Source information.
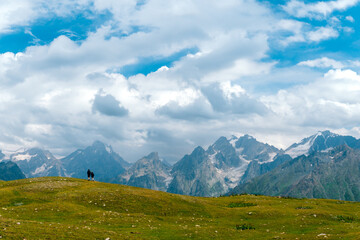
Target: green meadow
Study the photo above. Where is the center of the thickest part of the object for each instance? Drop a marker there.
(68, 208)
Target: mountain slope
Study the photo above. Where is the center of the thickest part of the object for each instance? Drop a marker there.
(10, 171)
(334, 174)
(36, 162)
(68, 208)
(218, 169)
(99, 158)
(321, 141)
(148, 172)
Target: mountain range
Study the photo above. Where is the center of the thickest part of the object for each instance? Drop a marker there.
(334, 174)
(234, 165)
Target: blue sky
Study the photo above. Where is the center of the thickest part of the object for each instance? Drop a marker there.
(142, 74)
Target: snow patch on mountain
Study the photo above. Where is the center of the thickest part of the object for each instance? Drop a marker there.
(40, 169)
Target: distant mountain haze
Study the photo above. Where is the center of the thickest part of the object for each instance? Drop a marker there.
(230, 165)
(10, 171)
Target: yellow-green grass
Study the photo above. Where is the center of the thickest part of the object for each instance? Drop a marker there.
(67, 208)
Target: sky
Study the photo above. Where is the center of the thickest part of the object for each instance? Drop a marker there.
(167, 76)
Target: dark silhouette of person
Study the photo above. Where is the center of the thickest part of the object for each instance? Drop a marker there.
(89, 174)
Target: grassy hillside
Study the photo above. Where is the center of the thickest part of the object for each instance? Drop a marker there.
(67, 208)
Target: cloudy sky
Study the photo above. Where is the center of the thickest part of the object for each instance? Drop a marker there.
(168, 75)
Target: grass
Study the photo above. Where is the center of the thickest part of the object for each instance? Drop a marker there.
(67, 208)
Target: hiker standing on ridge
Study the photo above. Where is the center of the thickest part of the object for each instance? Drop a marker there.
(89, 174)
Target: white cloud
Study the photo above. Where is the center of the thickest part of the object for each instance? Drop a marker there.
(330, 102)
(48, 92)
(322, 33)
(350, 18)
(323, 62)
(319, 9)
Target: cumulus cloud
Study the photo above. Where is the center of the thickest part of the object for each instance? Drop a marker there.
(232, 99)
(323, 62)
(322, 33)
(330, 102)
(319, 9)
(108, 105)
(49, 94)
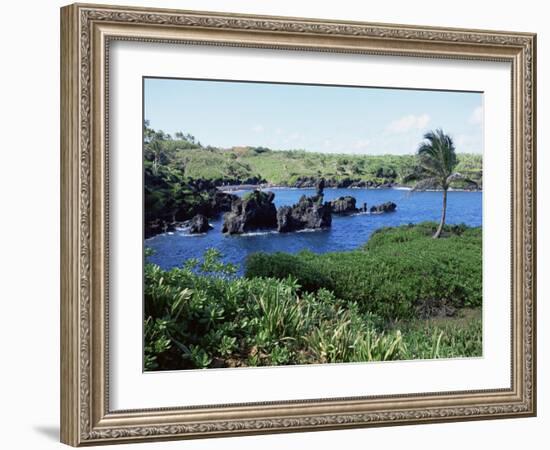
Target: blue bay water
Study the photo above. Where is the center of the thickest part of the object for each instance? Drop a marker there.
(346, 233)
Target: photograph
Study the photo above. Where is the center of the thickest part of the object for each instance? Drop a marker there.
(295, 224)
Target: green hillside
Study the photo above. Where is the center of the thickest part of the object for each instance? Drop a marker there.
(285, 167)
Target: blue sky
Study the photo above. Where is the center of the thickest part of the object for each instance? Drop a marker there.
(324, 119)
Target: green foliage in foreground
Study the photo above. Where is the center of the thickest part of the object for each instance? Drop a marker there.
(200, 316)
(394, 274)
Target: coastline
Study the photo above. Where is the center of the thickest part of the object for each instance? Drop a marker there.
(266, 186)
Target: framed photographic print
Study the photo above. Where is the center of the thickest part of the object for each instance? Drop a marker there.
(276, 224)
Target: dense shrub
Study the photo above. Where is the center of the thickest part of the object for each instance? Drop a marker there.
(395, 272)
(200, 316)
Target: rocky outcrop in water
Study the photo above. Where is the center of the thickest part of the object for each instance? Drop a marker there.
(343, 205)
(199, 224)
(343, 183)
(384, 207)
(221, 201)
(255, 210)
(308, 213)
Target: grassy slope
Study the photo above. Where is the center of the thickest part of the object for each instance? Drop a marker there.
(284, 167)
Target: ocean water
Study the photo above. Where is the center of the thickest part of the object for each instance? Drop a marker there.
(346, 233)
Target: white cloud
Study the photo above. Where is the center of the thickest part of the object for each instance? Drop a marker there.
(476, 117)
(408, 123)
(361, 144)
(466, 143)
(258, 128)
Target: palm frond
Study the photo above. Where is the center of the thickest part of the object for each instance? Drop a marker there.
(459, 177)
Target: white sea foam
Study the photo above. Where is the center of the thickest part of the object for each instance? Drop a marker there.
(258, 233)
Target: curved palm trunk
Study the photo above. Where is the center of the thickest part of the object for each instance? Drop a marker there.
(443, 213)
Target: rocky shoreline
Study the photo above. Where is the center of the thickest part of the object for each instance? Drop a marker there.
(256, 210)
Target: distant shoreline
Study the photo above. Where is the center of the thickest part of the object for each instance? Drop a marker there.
---
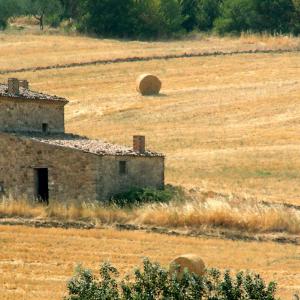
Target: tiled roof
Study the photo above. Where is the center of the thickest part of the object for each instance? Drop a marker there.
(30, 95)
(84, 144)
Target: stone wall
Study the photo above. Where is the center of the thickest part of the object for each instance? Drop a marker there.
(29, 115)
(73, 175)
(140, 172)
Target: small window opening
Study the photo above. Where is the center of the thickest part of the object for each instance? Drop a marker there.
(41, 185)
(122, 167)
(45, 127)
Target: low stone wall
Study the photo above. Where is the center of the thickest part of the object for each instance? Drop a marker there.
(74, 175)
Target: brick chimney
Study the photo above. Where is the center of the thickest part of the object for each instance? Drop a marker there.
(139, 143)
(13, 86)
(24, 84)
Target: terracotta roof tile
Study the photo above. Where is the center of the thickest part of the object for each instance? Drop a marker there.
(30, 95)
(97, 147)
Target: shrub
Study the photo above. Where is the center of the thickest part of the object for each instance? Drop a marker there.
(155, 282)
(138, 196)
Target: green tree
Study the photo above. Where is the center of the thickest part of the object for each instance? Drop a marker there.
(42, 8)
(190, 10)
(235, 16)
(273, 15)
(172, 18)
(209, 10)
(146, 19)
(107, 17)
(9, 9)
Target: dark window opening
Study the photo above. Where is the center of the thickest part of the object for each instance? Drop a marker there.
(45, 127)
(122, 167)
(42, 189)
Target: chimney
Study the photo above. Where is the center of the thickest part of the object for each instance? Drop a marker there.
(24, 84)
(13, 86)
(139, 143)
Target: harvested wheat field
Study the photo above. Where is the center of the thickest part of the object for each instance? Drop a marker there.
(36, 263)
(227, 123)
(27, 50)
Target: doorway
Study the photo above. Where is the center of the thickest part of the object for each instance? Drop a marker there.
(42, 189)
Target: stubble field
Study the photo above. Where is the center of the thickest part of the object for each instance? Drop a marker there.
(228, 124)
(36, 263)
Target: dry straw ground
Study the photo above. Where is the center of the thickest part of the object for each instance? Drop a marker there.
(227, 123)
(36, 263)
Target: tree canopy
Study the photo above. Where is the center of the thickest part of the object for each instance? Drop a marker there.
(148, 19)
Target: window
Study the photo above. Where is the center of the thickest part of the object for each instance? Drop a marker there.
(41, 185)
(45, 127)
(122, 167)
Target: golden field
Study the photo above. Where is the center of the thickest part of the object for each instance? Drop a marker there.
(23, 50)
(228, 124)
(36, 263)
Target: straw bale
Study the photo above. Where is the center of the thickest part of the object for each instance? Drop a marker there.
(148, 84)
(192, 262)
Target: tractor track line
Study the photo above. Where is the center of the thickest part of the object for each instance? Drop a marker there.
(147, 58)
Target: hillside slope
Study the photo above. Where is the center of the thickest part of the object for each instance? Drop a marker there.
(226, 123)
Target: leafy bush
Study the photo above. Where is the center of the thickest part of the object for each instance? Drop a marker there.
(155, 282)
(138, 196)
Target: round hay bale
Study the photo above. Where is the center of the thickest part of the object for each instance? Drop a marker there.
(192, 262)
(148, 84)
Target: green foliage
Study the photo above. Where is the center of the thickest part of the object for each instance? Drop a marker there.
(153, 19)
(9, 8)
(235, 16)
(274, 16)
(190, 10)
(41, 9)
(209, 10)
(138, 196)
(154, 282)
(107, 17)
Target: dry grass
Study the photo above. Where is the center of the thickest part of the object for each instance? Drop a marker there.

What is required. Which lines of the records above contain the word "opening"? Copy each of them.

Expected output.
Target: small window opening
Target: dark window opening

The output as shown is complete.